Tasks for this exercise:
- 1) Do statements (a), (b) and (c) agree with the FIML passage? Answer yes or no for each, quoting the deciding words of the passage. (a) The yogurt store was out of yogurt when the partners stopped there. (b) The cheese store also carries the fresh yogurt. (c) FIML practice emphasizes a difference between private confusion and public confusion.
- 2) In the FIML passage, starting at "I wanted some" and ending at "items we needed.", can you write that part out again, substituting "bread" for every "cheese"?
━━━ Given passage ━━━
I wanted some fresh local yogurt and we also needed some cheese. The place that sells the yogurt I like has only a few kinds of very expensive cheese.
My partner and I discussed the merits of going to the yogurt store and paying extra for cheese versus driving to a different store that has a better cheese selection but does not have the fresh yogurt.
Since the yogurt store was on the way to the cheese store, we stopped in but found that they were out of yogurt and also had no cheese.
Oh well. We went to the cheese store and got the cheese and a couple of other items we needed.
In the car we noticed that our having stopped to look for the yogurt in the yogurt store made it possible for us to dismiss that option completely from out minds. Had we not stopped, we might have wondered if we had missed a chance to get the fresh yogurt and probably would have wondered about it.
Our ability to dismiss the yogurt option and not have it be a small shadow in our minds was gained only because we had actually stopped at the yogurt store. If we had not stopped and gone only to the cheese store, we would not have known that the yogurt store didn’t even have any yogurt.
Like I said this is a very simple example.
Now, consider that instead of yogurt or cheese we are working with emotions and human perceptions. A FIML query works in a way that is analogous to stopping at the yogurt store.
Yes, it cost us some energy to stop at the store, but it saved us the energy of thinking that the yogurt was a possibility.
If instead of yogurt, I am wondering if my partner disapproves of something I said, I can ask her (stopping at the yogurt store) or refrain from asking her (not stopping).
If I ask her, it costs us both some energy, but saves me some worry and possible defensive behavior which will likely snowball and cost us even more energy.
Please put in your own emotions or concerns into this example. Isn’t it better to ask about them than not ask?
When we have many small things in our minds that we never ask anyone (including our partner), we begin living in a fantasy world or a world that is simplified to conform to simple standards made up by other people.
FIML clears up problems by catching them when they start. The FIML technique is designed to facilitate quick interventions so snowballing never gets started.
It’s not hard to do FIML if you understand what its purpose is. The hard part about doing FIML is it goes against a great deal of normal human training. Rather than ask, most of us will skip going to the yogurt store.
When we do that hundreds of times with someone, small divisions get larger and larger. When they get really big it is very hard to analyze them and we become their victims.
From a Buddhist point of view, FIML can be understood as partnered-mindfulness. As such, it helps partners not slide into solipsism but to accurately bring objective information into their subjective worlds.
Some basic ways to understand FIML
FIML practice first generates and then depends upon clear communication between partners.
When clear communication is established, FIML increases mental clarity and positive feelings. Another way of saying this is FIML practice reduces both mental confusion and neurotic feelings.
Thus, FIML can be fairly easily explained or understood by referring to these three basic outcomes:
- clear communication
- elevated or enhanced mental clarity
- increased positive feelings
Stated in the negative, these same three basic outcomes of FIML practice are:
- elimination of communication blockages
- reduction or elimination of metal confusion
- reduction or elimination of neurotic feelings
FIML practice does not emphasize a difference between private confusion (neurosis) and public confusion (irrational semiotics of a culture or society). We do recognize that there is a difference between the public and the private, but this difference lies on a continuum: a private neurosis is often shaped by cultural semiotics while cultural semiotics are often grounded in the neurotic feelings of many individuals.
━━━ Data lines ━━━
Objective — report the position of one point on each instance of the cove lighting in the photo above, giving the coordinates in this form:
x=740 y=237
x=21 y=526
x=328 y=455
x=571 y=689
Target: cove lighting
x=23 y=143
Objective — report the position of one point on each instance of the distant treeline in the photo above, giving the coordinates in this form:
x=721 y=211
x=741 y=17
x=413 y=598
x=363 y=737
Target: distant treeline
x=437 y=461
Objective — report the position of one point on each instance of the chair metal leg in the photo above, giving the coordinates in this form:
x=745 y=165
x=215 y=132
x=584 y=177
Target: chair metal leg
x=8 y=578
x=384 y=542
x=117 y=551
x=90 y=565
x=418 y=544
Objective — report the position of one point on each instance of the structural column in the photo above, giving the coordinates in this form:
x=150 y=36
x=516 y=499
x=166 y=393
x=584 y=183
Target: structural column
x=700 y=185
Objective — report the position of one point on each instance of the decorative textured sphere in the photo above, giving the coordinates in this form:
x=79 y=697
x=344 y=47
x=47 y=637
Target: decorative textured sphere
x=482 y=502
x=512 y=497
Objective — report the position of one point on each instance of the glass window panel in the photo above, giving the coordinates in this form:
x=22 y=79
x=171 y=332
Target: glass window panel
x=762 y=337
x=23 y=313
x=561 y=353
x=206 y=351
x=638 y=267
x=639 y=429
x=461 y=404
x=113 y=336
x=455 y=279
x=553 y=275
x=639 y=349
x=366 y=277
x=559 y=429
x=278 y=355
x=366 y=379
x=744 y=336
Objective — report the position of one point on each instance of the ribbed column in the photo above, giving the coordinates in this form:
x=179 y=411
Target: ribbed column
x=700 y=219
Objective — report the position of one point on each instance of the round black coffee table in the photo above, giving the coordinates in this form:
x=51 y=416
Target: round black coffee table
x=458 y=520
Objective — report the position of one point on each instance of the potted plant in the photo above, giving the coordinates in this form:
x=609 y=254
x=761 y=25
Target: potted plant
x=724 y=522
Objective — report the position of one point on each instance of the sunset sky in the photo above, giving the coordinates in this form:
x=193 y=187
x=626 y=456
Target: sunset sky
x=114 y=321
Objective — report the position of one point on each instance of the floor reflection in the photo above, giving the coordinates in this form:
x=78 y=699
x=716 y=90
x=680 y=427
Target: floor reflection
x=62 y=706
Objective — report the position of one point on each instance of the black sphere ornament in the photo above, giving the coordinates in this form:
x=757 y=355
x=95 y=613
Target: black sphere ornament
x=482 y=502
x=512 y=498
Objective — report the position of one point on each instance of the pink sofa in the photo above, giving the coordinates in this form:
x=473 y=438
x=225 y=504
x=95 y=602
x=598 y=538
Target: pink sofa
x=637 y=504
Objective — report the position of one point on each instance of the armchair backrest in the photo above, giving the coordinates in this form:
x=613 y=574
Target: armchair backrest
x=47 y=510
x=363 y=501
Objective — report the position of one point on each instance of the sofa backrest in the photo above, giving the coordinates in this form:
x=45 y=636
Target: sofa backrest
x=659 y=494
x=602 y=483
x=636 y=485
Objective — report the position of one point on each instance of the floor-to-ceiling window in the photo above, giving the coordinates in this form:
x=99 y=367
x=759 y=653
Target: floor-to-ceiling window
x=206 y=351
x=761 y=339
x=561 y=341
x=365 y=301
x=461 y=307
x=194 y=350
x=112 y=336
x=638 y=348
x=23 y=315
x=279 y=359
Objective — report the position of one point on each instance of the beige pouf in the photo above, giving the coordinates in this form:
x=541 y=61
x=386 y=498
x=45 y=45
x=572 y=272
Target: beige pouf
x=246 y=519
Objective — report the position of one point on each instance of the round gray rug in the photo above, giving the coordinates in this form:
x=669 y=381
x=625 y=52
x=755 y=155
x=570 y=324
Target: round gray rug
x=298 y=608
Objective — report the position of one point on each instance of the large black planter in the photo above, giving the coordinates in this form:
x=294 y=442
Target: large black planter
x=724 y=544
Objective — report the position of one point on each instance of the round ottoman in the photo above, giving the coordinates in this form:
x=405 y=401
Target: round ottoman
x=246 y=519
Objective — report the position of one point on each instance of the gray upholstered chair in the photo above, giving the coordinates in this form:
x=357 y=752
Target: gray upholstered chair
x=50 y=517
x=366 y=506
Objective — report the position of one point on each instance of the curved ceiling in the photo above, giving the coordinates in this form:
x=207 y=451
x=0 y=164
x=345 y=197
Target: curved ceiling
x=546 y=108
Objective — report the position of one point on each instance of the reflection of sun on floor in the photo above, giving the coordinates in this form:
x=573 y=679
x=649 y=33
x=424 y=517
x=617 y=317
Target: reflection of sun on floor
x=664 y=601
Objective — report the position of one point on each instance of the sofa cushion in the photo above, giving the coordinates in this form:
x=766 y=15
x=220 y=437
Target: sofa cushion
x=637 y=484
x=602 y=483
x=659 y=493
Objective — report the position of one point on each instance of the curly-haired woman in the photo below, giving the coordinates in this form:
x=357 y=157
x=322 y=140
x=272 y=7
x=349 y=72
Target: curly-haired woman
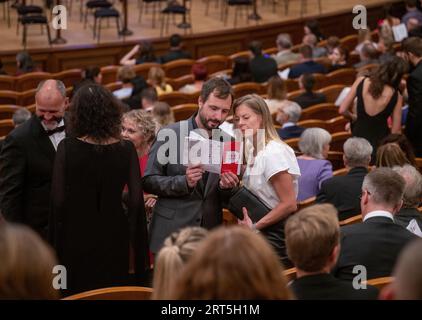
━━━
Responses to the tasks:
- 1)
(a) Yes: "they were out of yogurt and also had no cheese."
(b) No: "does not have the fresh yogurt."
(c) No: "FIML practice does not emphasize a difference between private confusion (neurosis) and public confusion."

- 2)
I wanted some fresh local yogurt and we also needed some bread. The place that sells the yogurt I like has only a few kinds of very expensive bread.
My partner and I discussed the merits of going to the yogurt store and paying extra for bread versus driving to a different store that has a better bread selection but does not have the fresh yogurt.
Since the yogurt store was on the way to the bread store, we stopped in but found that they were out of yogurt and also had no bread.
Oh well. We went to the bread store and got the bread and a couple of other items we needed.